─── Extrait du texte

On parle beaucoup de « nature en ville » mais avec soudain un fétichisme de protection de tout arbre. On a vu à Marseille des manifestants protester contre l’arrachage d’un malheureux pin porte d’Aix ou de quelques arbres de plantation récente à la Plaine. Ce fétichisme soudain de l’arbre par les urbains est-il raisonnable ? Comme envisager un retour du vert, des arbres en ville ?
J. B. : Je me souviens de l’époque, vers 1950, où l’on a abattu les platanes du cours Lieutaud et de la rue de Rome, la partie haute, à Marseille : mon père disait : « On va pouvoir mieux circuler en voiture ». Je me souviens d’une séance de la commission départementale d’urbanisme où le directeur départemental de l’équipement de l’époque*, vers 1970, a fait approuver le changement entre le système – « la rue, les trottoirs plantés et l’immeuble » et le nouveau : « la rue, un espace indéfini, plus ou moins végétalisé, et l’immeuble ».
Je me souviens de la décision de maire* d’Aix qui a refusé d’un revers de bras la création d’un parc central sur les 25 ha de la gare des marchandises en bas du cours Mirabeau. Je me souviens du dessin de la place des Cardeurs, à Aix, où les architectes* voulaient imiter Spolète et les villes d’Ombrie ou de Toscane, radicalement minérales et sans arbres (des arbres auraient empêché que l’on construisît un parc souterrain.).

──────

Consignes →
(a) Modifiez l'extrait à partir de « Je me souviens de la » jusqu'à « un parc souterrain.). » inclus, en remplaçant « Spolète » par « Sienne ».
(b) D'après l'extrait, vers quelle année a-t-on abattu les platanes du cours Lieutaud ?
Appuyez-vous uniquement sur l'extrait.

─── Données brutes

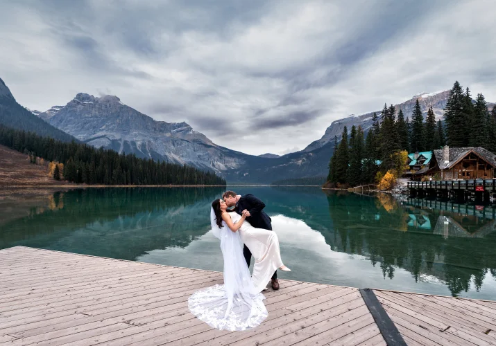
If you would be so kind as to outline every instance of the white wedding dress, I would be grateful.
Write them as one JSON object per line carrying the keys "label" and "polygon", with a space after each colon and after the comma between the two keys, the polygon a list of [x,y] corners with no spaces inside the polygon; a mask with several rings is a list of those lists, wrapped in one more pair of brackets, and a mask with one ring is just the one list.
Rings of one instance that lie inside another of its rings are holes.
{"label": "white wedding dress", "polygon": [[[233,223],[241,219],[230,212]],[[253,227],[245,221],[238,232],[232,232],[223,221],[219,228],[210,212],[212,232],[221,239],[224,257],[224,284],[197,291],[188,299],[189,311],[213,328],[231,331],[259,325],[267,317],[264,304],[265,288],[274,271],[282,265],[279,242],[274,232]],[[253,275],[243,256],[243,243],[255,258]]]}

──────

Corrigé →
(a)
Je me souviens de la décision de maire* d’Aix qui a refusé d’un revers de bras la création d’un parc central sur les 25 ha de la gare des marchandises en bas du cours Mirabeau. Je me souviens du dessin de la place des Cardeurs, à Aix, où les architectes* voulaient imiter Sienne et les villes d’Ombrie ou de Toscane, radicalement minérales et sans arbres (des arbres auraient empêché que l’on construisît un parc souterrain.).

(b) Vers 1950.